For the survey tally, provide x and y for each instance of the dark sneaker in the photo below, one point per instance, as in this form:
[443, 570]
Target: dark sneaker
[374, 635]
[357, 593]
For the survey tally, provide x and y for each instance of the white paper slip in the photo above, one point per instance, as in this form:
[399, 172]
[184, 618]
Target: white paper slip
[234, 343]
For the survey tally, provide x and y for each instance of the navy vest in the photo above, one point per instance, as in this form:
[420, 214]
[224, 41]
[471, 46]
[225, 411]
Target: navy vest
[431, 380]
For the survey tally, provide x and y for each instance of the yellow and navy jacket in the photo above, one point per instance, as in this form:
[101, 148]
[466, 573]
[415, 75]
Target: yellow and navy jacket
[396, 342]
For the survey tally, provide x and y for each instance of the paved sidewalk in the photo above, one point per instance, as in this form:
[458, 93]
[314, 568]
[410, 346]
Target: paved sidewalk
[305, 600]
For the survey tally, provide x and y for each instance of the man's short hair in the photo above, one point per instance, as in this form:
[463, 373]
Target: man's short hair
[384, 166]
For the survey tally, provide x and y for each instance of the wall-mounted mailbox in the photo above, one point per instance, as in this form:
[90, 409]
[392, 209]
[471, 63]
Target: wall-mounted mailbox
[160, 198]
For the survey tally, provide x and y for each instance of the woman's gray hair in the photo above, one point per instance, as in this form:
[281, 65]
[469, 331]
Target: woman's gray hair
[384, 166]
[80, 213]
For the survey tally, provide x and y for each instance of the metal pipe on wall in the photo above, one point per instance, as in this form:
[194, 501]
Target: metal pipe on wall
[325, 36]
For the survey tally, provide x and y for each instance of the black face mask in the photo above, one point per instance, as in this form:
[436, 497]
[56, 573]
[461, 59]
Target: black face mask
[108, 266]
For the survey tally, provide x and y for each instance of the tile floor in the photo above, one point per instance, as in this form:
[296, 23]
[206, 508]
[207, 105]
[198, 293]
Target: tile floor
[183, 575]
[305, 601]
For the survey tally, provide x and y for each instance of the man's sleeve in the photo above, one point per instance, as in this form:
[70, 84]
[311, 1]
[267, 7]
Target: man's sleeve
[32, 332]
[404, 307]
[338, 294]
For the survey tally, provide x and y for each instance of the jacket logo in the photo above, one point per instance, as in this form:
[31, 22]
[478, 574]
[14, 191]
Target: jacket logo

┄┄┄┄┄┄┄┄┄┄┄┄┄┄┄┄┄┄┄┄

### [DIRECTIONS]
Take every line above that includes the string "logo" and return it.

### [TASK RESPONSE]
For the survey tally, provide x and y for each instance of the jacket logo in the photo above, one point per instance, as in this form:
Target: jacket logo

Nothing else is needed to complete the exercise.